(Collection entries)
------

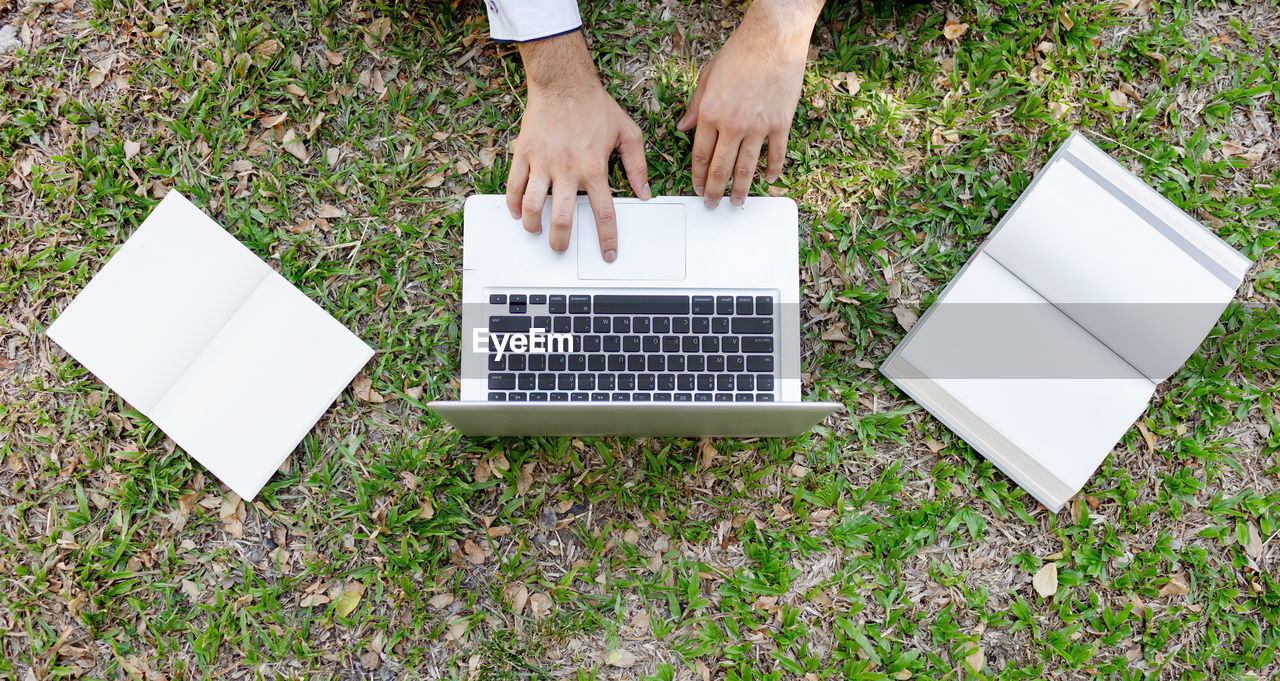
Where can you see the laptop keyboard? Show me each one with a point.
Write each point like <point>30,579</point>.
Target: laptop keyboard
<point>632,347</point>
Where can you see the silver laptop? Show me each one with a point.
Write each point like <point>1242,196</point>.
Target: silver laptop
<point>693,330</point>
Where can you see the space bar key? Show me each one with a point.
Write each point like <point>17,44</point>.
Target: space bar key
<point>640,305</point>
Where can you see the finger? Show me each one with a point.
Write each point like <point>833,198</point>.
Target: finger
<point>704,145</point>
<point>606,224</point>
<point>777,155</point>
<point>531,205</point>
<point>748,156</point>
<point>631,147</point>
<point>563,192</point>
<point>721,168</point>
<point>516,181</point>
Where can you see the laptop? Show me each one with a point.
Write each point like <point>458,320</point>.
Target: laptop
<point>694,329</point>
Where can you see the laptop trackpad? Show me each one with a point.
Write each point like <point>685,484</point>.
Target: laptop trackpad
<point>650,242</point>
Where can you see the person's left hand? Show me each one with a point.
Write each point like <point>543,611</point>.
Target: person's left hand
<point>746,96</point>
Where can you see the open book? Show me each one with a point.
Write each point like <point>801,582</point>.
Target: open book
<point>216,348</point>
<point>1050,342</point>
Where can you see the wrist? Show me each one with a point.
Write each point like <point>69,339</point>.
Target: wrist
<point>558,64</point>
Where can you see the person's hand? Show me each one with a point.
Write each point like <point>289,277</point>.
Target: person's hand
<point>748,95</point>
<point>570,128</point>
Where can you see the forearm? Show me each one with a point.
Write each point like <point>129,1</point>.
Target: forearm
<point>558,64</point>
<point>789,22</point>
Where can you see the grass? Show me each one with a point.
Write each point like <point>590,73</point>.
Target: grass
<point>877,547</point>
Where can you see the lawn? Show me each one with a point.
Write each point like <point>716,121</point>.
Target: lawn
<point>337,140</point>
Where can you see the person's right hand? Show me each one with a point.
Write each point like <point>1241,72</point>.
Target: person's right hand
<point>570,128</point>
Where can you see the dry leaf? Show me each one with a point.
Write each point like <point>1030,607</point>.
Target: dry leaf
<point>330,211</point>
<point>347,602</point>
<point>1046,580</point>
<point>620,658</point>
<point>293,145</point>
<point>1176,585</point>
<point>364,389</point>
<point>539,604</point>
<point>952,30</point>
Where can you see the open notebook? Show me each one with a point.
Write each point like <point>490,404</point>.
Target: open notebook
<point>1050,342</point>
<point>216,348</point>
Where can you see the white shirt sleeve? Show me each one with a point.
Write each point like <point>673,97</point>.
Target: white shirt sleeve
<point>519,21</point>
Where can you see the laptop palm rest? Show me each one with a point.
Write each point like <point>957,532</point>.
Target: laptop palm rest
<point>650,243</point>
<point>727,419</point>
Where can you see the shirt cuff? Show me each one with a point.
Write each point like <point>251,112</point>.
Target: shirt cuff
<point>521,21</point>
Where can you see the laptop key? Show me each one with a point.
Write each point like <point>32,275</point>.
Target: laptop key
<point>502,382</point>
<point>743,325</point>
<point>510,324</point>
<point>641,305</point>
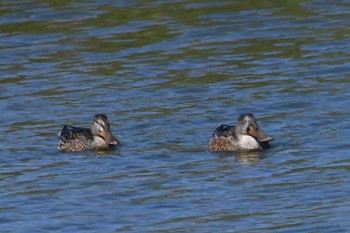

------

→ **Problem to solve**:
Format every line of the items above as a JSON list of strings, one string per line, skipping blank lines. Leave the pictures out of the answer.

→ **Task solution**:
[
  "Where can you see the laptop keyboard? Show me each one with a point.",
  "Write each point like <point>30,579</point>.",
  "Target: laptop keyboard",
  "<point>632,347</point>",
  "Where can you see the silver laptop? Show me each one with a point.",
  "Write each point like <point>1242,196</point>.",
  "Target: silver laptop",
  "<point>693,330</point>",
  "Where can you see the space bar key? Show me each one with a point.",
  "Write each point like <point>17,44</point>.",
  "Target: space bar key",
  "<point>640,305</point>",
  "Where can you see the finger? Show me each one with a point.",
  "Write each point like <point>833,198</point>.",
  "Target: finger",
  "<point>704,145</point>",
  "<point>606,224</point>",
  "<point>777,155</point>",
  "<point>531,205</point>",
  "<point>748,156</point>",
  "<point>631,147</point>",
  "<point>563,192</point>",
  "<point>721,168</point>",
  "<point>516,181</point>",
  "Where can you see the laptop? Show me each one with a point.",
  "Write each point like <point>458,320</point>.",
  "Target: laptop",
  "<point>694,329</point>",
  "Where can you see the laptop trackpad? Show me each one with a point.",
  "Write each point like <point>685,484</point>.",
  "Target: laptop trackpad",
  "<point>650,242</point>",
  "Where can you see the person's left hand? Show me each one with a point.",
  "Write each point like <point>543,611</point>.",
  "Target: person's left hand",
  "<point>746,96</point>",
  "Where can you see the open book? Show me each one with a point.",
  "Write each point like <point>801,582</point>.",
  "Target: open book",
  "<point>216,348</point>",
  "<point>1050,342</point>",
  "Where can you see the wrist? Show me each one with a point.",
  "Write each point like <point>69,339</point>.",
  "Target: wrist",
  "<point>558,64</point>",
  "Where can you see the person's hand? Show me each one with a point.",
  "Write each point like <point>289,277</point>.",
  "Target: person's hand",
  "<point>748,95</point>",
  "<point>570,128</point>",
  "Where can you see the forearm? Show me each one with a point.",
  "Write each point like <point>129,1</point>.",
  "Target: forearm",
  "<point>558,64</point>",
  "<point>789,22</point>",
  "Where can you see the grass? Show me each one with a point.",
  "Write each point like <point>590,73</point>.",
  "Target: grass",
  "<point>877,547</point>",
  "Where can you see the lawn? Show me each one with a point.",
  "Write each point like <point>716,121</point>.",
  "Target: lawn",
  "<point>337,140</point>",
  "Where can you see the person's right hand? Show me each one with a point.",
  "Write each point like <point>1241,72</point>.",
  "Target: person's right hand",
  "<point>570,128</point>",
  "Where can you see the dry leaf? Show me each one with a point.",
  "Write each point like <point>1030,607</point>.",
  "Target: dry leaf",
  "<point>330,211</point>",
  "<point>347,602</point>",
  "<point>1046,580</point>",
  "<point>620,658</point>",
  "<point>293,145</point>",
  "<point>1176,585</point>",
  "<point>364,389</point>",
  "<point>539,604</point>",
  "<point>952,30</point>",
  "Where can you see the open notebook? Show me each one with a point.",
  "Write each point like <point>490,404</point>.",
  "Target: open notebook",
  "<point>1050,342</point>",
  "<point>216,348</point>",
  "Where can you see the white shirt sleeve? Show me each one with a point.",
  "Write each point like <point>673,97</point>.",
  "Target: white shirt sleeve",
  "<point>519,21</point>",
  "Where can you see the laptop palm rest? Show me each one with a point.",
  "Write each point like <point>957,532</point>.",
  "Target: laptop palm rest",
  "<point>650,243</point>",
  "<point>727,419</point>",
  "Where can you see the shirt cuff? Show me each one with a point.",
  "Write each point like <point>251,112</point>.",
  "Target: shirt cuff",
  "<point>521,21</point>",
  "Where can you see the laptop key? Show me each one with a point.",
  "Write each point like <point>32,275</point>.",
  "Target: laptop key",
  "<point>502,382</point>",
  "<point>743,325</point>",
  "<point>510,324</point>",
  "<point>641,305</point>"
]